What you hand back must match the records word for word, with no pictures.

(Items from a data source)
= = =
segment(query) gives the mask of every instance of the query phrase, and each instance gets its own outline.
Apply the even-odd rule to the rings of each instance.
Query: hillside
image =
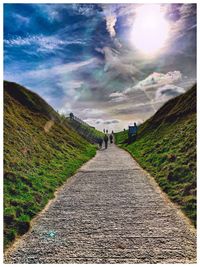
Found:
[[[143,123],[135,142],[127,144],[127,131],[115,140],[196,225],[196,85]]]
[[[5,247],[95,151],[41,97],[4,82]]]
[[[83,138],[92,144],[98,143],[98,139],[104,137],[103,132],[98,131],[75,116],[73,116],[73,119],[70,117],[65,117],[65,121]]]

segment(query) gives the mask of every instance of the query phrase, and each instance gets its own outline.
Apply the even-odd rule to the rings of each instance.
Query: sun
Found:
[[[136,9],[131,41],[138,50],[154,55],[163,48],[168,36],[169,23],[159,4],[146,4]]]

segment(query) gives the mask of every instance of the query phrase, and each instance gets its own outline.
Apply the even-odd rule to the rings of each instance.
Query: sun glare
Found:
[[[164,46],[169,35],[169,23],[158,4],[142,5],[136,10],[131,40],[142,53],[154,55]]]

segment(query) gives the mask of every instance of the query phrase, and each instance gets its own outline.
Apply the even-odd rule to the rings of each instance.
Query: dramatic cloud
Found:
[[[196,5],[156,4],[169,31],[154,55],[133,40],[144,5],[5,4],[4,79],[101,130],[146,120],[196,82]]]
[[[148,88],[161,86],[163,84],[178,82],[181,81],[181,79],[182,74],[180,71],[170,71],[166,74],[154,72],[144,80],[138,82],[134,88],[145,90]]]

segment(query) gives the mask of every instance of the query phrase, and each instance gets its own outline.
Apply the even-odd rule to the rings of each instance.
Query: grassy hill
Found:
[[[127,135],[115,134],[116,143],[155,177],[196,225],[196,85],[143,123],[130,145]]]
[[[96,153],[37,94],[4,82],[4,244],[29,229],[67,177]]]
[[[83,138],[95,144],[98,143],[98,138],[104,137],[103,132],[98,131],[97,129],[85,123],[84,121],[77,119],[76,117],[74,119],[70,119],[69,117],[65,118],[67,123]]]

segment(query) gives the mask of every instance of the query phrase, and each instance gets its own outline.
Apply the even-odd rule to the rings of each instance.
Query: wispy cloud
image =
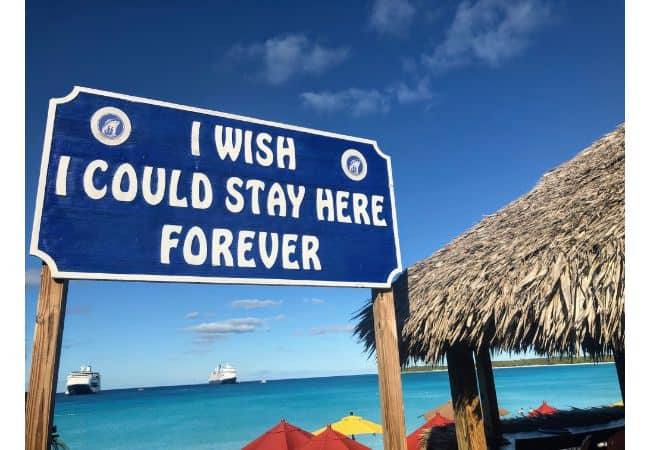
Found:
[[[256,317],[244,317],[240,319],[228,319],[221,322],[206,322],[191,327],[186,327],[185,331],[209,335],[209,334],[241,334],[252,333],[258,327],[264,324],[264,319]]]
[[[410,23],[414,11],[406,1],[377,0],[371,23],[385,32],[400,30]],[[410,81],[397,81],[383,88],[303,92],[300,98],[305,107],[315,111],[352,117],[386,114],[395,105],[424,103],[428,107],[436,98],[435,76],[475,63],[500,66],[521,54],[533,33],[550,17],[550,7],[544,0],[463,1],[442,42],[402,64]]]
[[[38,286],[41,282],[41,269],[31,268],[25,270],[25,286]]]
[[[306,298],[303,300],[303,302],[309,303],[311,305],[322,305],[323,303],[325,303],[325,300],[323,300],[322,298]]]
[[[404,35],[415,15],[408,0],[375,0],[370,13],[370,26],[377,32]]]
[[[435,96],[428,76],[420,78],[413,86],[404,82],[395,83],[388,88],[388,91],[395,96],[395,100],[400,104],[430,101]]]
[[[408,104],[433,99],[429,77],[423,77],[409,86],[394,83],[384,89],[345,89],[338,92],[303,92],[303,105],[324,113],[345,113],[352,117],[386,114],[394,104]]]
[[[197,317],[199,317],[199,313],[197,311],[192,311],[185,314],[186,319],[196,319]]]
[[[259,62],[263,79],[282,84],[299,75],[319,75],[345,61],[347,47],[328,48],[312,42],[304,34],[287,34],[250,45],[236,45],[228,53],[234,63]]]
[[[310,336],[320,336],[323,334],[352,333],[353,330],[353,325],[331,325],[327,327],[311,328],[307,334]]]
[[[549,17],[550,8],[541,0],[464,1],[444,41],[422,60],[433,71],[473,62],[498,66],[520,54]]]
[[[281,304],[282,304],[282,300],[250,299],[250,300],[234,300],[230,302],[230,306],[232,306],[233,308],[241,308],[241,309],[270,308],[270,307],[280,306]]]
[[[226,339],[230,335],[253,333],[260,329],[265,322],[264,319],[244,317],[220,322],[205,322],[183,328],[183,331],[196,334],[196,337],[192,340],[193,344],[207,345],[217,340]]]
[[[241,317],[216,322],[204,322],[182,328],[181,330],[195,334],[192,340],[193,344],[207,345],[218,340],[227,339],[232,335],[254,333],[257,331],[271,331],[269,322],[284,319],[284,314],[278,314],[268,318]]]
[[[300,97],[305,106],[314,110],[344,112],[353,117],[385,114],[391,108],[389,94],[376,89],[350,88],[338,92],[303,92]]]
= = =
Answer section:
segment(query) gives the mask of every instance of the query phrase, and each instance gets its own outline.
Apply the even-odd rule to the rings of each instance.
Query: hillside
image =
Found:
[[[143,123],[135,142],[127,144],[127,131],[115,140],[196,225],[196,85]]]
[[[5,247],[95,151],[41,97],[4,82]]]
[[[83,138],[92,144],[98,143],[98,139],[104,137],[103,132],[98,131],[75,116],[73,116],[73,119],[70,117],[65,117],[65,121]]]

segment(query) gives the mask of every instance of the query phrase, and each instance gets its own outline.
Apply the even-odd rule to the rings of each instance.
Query: sun
Found:
[[[136,9],[131,41],[138,50],[154,55],[163,48],[168,36],[169,23],[159,4],[146,4]]]

segment(query) gives the mask of every instance of the query phrase, and each instance gets its own outline.
Apply the even-odd rule to the rings of each instance.
Query: sun glare
Found:
[[[164,46],[169,35],[169,23],[158,4],[142,5],[136,10],[131,40],[142,53],[154,55]]]

segment(query) gives the mask of every instance of the query phrase, and each instance gets its own outline.
Apply the even-odd rule to the rings of each instance.
Query: dramatic cloud
Found:
[[[196,5],[156,4],[169,31],[154,55],[133,40],[144,5],[5,4],[4,79],[101,130],[146,120],[196,82]]]
[[[148,88],[161,86],[163,84],[178,82],[181,81],[181,79],[182,74],[180,71],[170,71],[166,74],[154,72],[144,80],[138,82],[134,88],[145,90]]]

segment(query) gives the mask of every instance of the query phrase, and each instance gets its own outline.
Apply the even-odd rule to the rings of each instance.
Query: grassy hill
Found:
[[[127,135],[115,134],[116,143],[155,177],[196,225],[196,85],[143,123],[130,145]]]
[[[96,153],[37,94],[4,82],[4,244],[29,229],[67,177]]]
[[[83,138],[95,144],[98,143],[98,138],[104,137],[103,132],[98,131],[97,129],[85,123],[84,121],[77,119],[76,117],[74,119],[70,119],[69,117],[65,118],[67,123]]]

segment(query) gives the mask of every instance of the query phrase, and each instance gets its own outline.
Apply the even-odd rule to the rings of each instance.
Query: wispy cloud
image =
Found:
[[[256,317],[244,317],[240,319],[228,319],[221,322],[206,322],[191,327],[186,327],[185,331],[209,335],[209,334],[241,334],[252,333],[258,327],[264,324],[264,319]]]
[[[410,23],[414,11],[406,1],[377,0],[371,23],[385,32],[400,30]],[[410,81],[397,81],[383,88],[303,92],[300,98],[305,107],[315,111],[352,117],[386,114],[395,105],[424,103],[428,107],[436,98],[435,76],[475,63],[500,66],[521,54],[533,33],[550,17],[550,7],[544,0],[463,1],[442,42],[402,64]]]
[[[38,286],[41,282],[41,269],[31,268],[25,270],[25,286]]]
[[[306,298],[303,300],[303,302],[309,303],[311,305],[322,305],[323,303],[325,303],[325,300],[323,300],[322,298]]]
[[[404,35],[415,15],[408,0],[375,0],[370,13],[370,26],[377,32]]]
[[[435,96],[428,76],[420,78],[413,86],[404,82],[395,83],[388,88],[388,91],[395,96],[395,100],[400,104],[430,101]]]
[[[408,104],[433,99],[429,77],[423,77],[409,86],[394,83],[384,89],[345,89],[338,92],[303,92],[303,105],[324,113],[345,113],[352,117],[386,114],[394,104]]]
[[[197,317],[199,317],[199,313],[197,311],[192,311],[185,314],[186,319],[196,319]]]
[[[259,62],[263,79],[282,84],[299,75],[319,75],[345,61],[347,47],[328,48],[312,42],[304,34],[287,34],[250,45],[236,45],[228,53],[234,63]]]
[[[310,336],[320,336],[323,334],[352,333],[353,330],[353,325],[331,325],[327,327],[311,328],[307,334]]]
[[[549,17],[550,8],[541,0],[464,1],[444,41],[422,60],[433,71],[473,62],[498,66],[520,54]]]
[[[281,304],[282,304],[282,300],[250,299],[250,300],[234,300],[230,302],[230,306],[232,306],[233,308],[241,308],[241,309],[270,308],[270,307],[280,306]]]
[[[226,339],[230,335],[253,333],[260,329],[265,322],[264,319],[244,317],[220,322],[205,322],[183,328],[183,331],[196,334],[196,337],[192,340],[193,344],[207,345],[217,340]]]
[[[241,317],[216,322],[204,322],[182,328],[181,330],[195,334],[192,340],[193,344],[207,345],[218,340],[227,339],[232,335],[254,333],[257,331],[271,331],[269,322],[284,319],[284,314],[278,314],[268,318]]]
[[[300,97],[305,106],[314,110],[344,112],[353,117],[385,114],[391,108],[389,94],[376,89],[350,88],[338,92],[303,92]]]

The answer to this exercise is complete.